- GOAL
Each record below must be returned exactly as shown.

--- start of INFORMATION PROVIDED ---

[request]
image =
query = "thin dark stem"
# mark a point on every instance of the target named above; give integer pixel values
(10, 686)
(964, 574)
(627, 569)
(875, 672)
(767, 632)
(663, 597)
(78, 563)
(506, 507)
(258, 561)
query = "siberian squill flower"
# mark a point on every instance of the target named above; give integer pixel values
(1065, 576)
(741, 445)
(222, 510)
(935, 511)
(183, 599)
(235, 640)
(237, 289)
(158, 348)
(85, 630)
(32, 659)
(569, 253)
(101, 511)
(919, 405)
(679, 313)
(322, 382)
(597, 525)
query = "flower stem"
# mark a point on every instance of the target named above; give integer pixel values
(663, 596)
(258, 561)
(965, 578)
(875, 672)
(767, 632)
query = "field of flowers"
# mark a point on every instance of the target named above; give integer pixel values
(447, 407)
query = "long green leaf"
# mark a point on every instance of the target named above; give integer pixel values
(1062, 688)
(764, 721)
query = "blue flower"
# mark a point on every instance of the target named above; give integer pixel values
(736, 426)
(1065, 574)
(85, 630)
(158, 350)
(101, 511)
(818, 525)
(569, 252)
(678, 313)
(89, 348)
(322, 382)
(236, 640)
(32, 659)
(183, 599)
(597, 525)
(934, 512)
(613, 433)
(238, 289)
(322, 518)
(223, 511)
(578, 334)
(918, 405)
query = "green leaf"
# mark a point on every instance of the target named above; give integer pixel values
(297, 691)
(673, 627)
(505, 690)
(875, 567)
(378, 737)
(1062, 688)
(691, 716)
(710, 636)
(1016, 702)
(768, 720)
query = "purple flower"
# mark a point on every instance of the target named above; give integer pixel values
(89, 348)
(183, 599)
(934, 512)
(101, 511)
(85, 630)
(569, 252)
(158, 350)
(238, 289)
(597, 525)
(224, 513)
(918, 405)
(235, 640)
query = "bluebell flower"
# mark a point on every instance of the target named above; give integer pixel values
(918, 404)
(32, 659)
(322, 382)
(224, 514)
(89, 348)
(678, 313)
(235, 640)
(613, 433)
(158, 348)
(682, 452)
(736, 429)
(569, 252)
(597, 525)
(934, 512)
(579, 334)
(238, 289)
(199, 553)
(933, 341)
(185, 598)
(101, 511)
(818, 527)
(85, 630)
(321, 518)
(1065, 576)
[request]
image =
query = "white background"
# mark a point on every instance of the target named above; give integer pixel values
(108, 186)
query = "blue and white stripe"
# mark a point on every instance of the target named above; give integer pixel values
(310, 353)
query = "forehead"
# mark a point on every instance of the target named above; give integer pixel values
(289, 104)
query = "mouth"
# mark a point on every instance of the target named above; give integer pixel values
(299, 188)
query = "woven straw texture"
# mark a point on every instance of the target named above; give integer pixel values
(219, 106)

--- end of INFORMATION PROVIDED ---

- TASK OUTPUT
[request]
image =
query = "thin dark stem"
# mark a point on every instance of the target named above; give integer pixel values
(10, 686)
(964, 574)
(627, 569)
(875, 672)
(767, 632)
(663, 597)
(78, 563)
(506, 507)
(258, 561)
query = "siberian squill flower"
# mark a point on every instance of the target named above; give integer pixel values
(1065, 576)
(741, 445)
(222, 510)
(935, 511)
(183, 599)
(235, 640)
(237, 289)
(158, 348)
(85, 630)
(32, 659)
(569, 253)
(101, 511)
(919, 405)
(679, 313)
(322, 382)
(597, 525)
query = "flower stem"
# mark a point on every instance of the target named above; give integer pixel values
(663, 596)
(258, 561)
(965, 578)
(875, 672)
(767, 632)
query = "field of flowers"
# mark a point on every instance of the target named above; give integer pixel values
(447, 407)
query = "long green leaf"
# mark a point on every instance of the target named above; give integer pixel values
(1062, 688)
(764, 721)
query = "blue flower"
# mark a point on every instance of the target named above; give integer pixel values
(736, 426)
(1065, 574)
(85, 630)
(158, 350)
(101, 511)
(818, 525)
(569, 252)
(678, 313)
(89, 348)
(322, 382)
(236, 640)
(32, 659)
(183, 599)
(597, 525)
(934, 512)
(613, 433)
(238, 289)
(322, 518)
(223, 511)
(578, 334)
(918, 405)
query = "green leaf"
# mark a point on every instance of the target named above; give integer pixel values
(297, 691)
(673, 627)
(505, 690)
(875, 567)
(378, 737)
(1062, 688)
(691, 716)
(710, 636)
(1016, 702)
(768, 720)
query = "purple flower"
# mark a point on every instance of the target named above; give integer pixel values
(89, 348)
(183, 599)
(934, 512)
(101, 511)
(85, 630)
(569, 252)
(158, 350)
(238, 289)
(597, 525)
(224, 513)
(918, 405)
(235, 640)
query = "bluebell flower"
# mark a point on every instance of the target named above; give integer pixel values
(918, 404)
(32, 659)
(322, 382)
(224, 514)
(89, 348)
(678, 313)
(235, 640)
(613, 433)
(158, 348)
(682, 452)
(736, 429)
(569, 252)
(597, 525)
(934, 512)
(579, 334)
(238, 289)
(199, 553)
(933, 341)
(185, 598)
(101, 511)
(818, 527)
(85, 630)
(321, 518)
(1065, 576)
[request]
image =
query = "white background"
# mark a point on every instance of the target named above; give integer pixel values
(108, 186)
query = "blue and white stripe"
# mark a point on every instance of the target named above; give integer pixel values
(310, 353)
query = "forehead"
# mark a point on every instance of the target named above; give integer pixel values
(289, 104)
query = "mouth"
# mark a point on every instance of the target named above; give integer pixel values
(299, 188)
query = "woven straw texture"
# mark a point on every instance of the target named above; give integer pixel values
(219, 106)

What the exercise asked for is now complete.